▶ [Assigned task]
A verbatim copy of the whole listing is what is needed.

▶ [Working data]
===============

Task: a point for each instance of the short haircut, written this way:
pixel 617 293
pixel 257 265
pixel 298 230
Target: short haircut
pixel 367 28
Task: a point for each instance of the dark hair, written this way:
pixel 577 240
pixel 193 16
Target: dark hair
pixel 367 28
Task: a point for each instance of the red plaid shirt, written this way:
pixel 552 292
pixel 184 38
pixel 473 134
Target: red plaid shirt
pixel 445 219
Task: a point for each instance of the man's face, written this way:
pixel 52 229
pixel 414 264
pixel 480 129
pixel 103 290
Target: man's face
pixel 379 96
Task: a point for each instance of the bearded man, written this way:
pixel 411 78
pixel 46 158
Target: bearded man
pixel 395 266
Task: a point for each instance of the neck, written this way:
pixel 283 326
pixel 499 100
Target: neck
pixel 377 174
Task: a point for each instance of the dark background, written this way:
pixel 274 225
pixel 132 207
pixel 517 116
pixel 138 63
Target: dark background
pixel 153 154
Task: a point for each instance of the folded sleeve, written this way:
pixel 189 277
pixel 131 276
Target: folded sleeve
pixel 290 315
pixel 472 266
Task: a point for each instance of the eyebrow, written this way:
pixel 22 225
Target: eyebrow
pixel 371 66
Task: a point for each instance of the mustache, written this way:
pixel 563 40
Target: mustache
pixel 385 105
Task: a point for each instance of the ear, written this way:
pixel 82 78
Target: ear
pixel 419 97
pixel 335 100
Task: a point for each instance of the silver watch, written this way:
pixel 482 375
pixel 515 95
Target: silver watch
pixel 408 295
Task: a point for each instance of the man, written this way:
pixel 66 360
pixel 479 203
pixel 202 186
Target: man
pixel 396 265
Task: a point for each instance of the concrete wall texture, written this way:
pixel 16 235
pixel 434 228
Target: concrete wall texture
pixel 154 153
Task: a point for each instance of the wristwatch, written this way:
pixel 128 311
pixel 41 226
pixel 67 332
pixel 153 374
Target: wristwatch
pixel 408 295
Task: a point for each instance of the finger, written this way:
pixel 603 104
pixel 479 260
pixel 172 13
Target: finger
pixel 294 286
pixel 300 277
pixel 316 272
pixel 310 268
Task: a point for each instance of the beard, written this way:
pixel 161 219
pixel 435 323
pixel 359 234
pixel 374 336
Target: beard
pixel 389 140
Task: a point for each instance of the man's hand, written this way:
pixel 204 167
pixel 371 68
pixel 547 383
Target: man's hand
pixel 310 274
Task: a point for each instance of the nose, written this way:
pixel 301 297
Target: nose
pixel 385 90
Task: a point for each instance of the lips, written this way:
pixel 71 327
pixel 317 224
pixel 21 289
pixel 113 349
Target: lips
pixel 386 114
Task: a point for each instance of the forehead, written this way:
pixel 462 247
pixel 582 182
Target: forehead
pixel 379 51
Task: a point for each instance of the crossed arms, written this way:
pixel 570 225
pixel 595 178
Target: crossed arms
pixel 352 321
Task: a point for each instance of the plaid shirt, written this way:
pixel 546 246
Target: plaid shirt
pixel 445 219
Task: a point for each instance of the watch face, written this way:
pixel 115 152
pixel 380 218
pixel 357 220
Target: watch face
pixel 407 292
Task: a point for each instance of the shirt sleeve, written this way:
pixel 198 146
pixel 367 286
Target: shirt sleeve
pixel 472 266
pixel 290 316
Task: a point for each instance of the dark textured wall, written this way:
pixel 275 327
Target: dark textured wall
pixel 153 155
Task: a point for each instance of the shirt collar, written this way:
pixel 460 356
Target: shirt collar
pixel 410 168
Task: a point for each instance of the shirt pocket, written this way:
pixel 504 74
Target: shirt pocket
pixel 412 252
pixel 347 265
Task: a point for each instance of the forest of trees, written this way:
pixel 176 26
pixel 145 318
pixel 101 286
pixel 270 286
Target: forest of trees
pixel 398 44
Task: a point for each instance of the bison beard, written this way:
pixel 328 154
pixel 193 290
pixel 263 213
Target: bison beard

===============

▶ [Written reply]
Task: a point for each instance of the short haircut, written this way:
pixel 617 293
pixel 257 265
pixel 298 230
Target: short haircut
pixel 367 28
Task: a point for each instance of the dark hair, written this way:
pixel 577 240
pixel 193 16
Target: dark hair
pixel 367 28
Task: a point for each instance of the red plaid shirt, written this way:
pixel 552 292
pixel 184 38
pixel 473 134
Target: red plaid shirt
pixel 445 219
Task: a point for each instance of the man's face, written this way:
pixel 52 229
pixel 414 264
pixel 480 129
pixel 103 290
Target: man's face
pixel 379 96
Task: a point for each instance of the bearded man, written this way:
pixel 411 78
pixel 46 158
Target: bearded man
pixel 395 266
Task: a point for each instance of the neck, written this way:
pixel 283 326
pixel 499 100
Target: neck
pixel 377 174
Task: a point for each instance of the dark background, written this way:
pixel 274 225
pixel 132 207
pixel 517 116
pixel 138 63
Target: dark background
pixel 153 154
Task: a point for each instance of the folded sleeve, written this way:
pixel 189 277
pixel 131 276
Target: folded sleeve
pixel 290 315
pixel 472 266
Task: a point for each instance of the eyebrow, written this way:
pixel 22 225
Target: eyebrow
pixel 371 66
Task: a point for each instance of the mustache, written this way:
pixel 563 40
Target: mustache
pixel 385 105
Task: a point for each instance of the ear, written this way:
pixel 82 78
Target: ear
pixel 419 97
pixel 335 100
Task: a point for each instance of the silver watch, written this way:
pixel 482 375
pixel 515 95
Target: silver watch
pixel 408 295
Task: a point for each instance of the man, written this way:
pixel 66 360
pixel 479 203
pixel 202 186
Target: man
pixel 396 265
Task: a point for each instance of the concrete wall texture, written this way:
pixel 16 235
pixel 434 228
Target: concrete wall texture
pixel 154 153
Task: a point for each instance of the wristwatch, written this way:
pixel 128 311
pixel 41 226
pixel 67 332
pixel 153 374
Target: wristwatch
pixel 408 295
Task: a point for each instance of the finger, written this way:
pixel 603 104
pixel 479 260
pixel 172 13
Target: finger
pixel 294 286
pixel 300 277
pixel 316 272
pixel 310 268
Task: a point for each instance of the beard, written this way:
pixel 161 219
pixel 435 323
pixel 359 234
pixel 374 336
Target: beard
pixel 389 140
Task: a point for each instance of the man's hand, written this way:
pixel 204 167
pixel 371 68
pixel 547 383
Target: man's hand
pixel 310 274
Task: a point for each instance of the nose, written this way:
pixel 301 297
Target: nose
pixel 385 90
Task: a point for each instance of the lips, written this way:
pixel 71 327
pixel 317 224
pixel 21 289
pixel 113 349
Target: lips
pixel 386 114
Task: a point for each instance of the forehead, written this way:
pixel 462 247
pixel 582 182
Target: forehead
pixel 379 51
Task: a point for each instance of the crossed arms, written this way:
pixel 570 225
pixel 595 178
Target: crossed arms
pixel 352 321
Task: a point for each instance of the plaid shirt, written this way:
pixel 546 246
Target: plaid shirt
pixel 445 219
Task: a point for each instance of the watch face, written this way:
pixel 115 152
pixel 380 218
pixel 357 220
Target: watch face
pixel 407 292
Task: a point for each instance of the shirt sleeve, written this way:
pixel 198 146
pixel 367 286
Target: shirt sleeve
pixel 472 266
pixel 290 316
Task: a point for each instance of the dark textured wall, written this way:
pixel 275 327
Target: dark textured wall
pixel 153 155
Task: a point for each instance of the shirt collar, written this way:
pixel 460 356
Target: shirt collar
pixel 410 168
Task: a point for each instance of the shirt pocket, written this way:
pixel 504 74
Target: shirt pocket
pixel 412 252
pixel 347 265
Task: a point for each instance of the forest of trees, written this way:
pixel 176 26
pixel 145 318
pixel 101 286
pixel 270 286
Target: forest of trees
pixel 398 44
Task: a point for each instance of the bison beard, written this way:
pixel 328 154
pixel 193 290
pixel 263 213
Target: bison beard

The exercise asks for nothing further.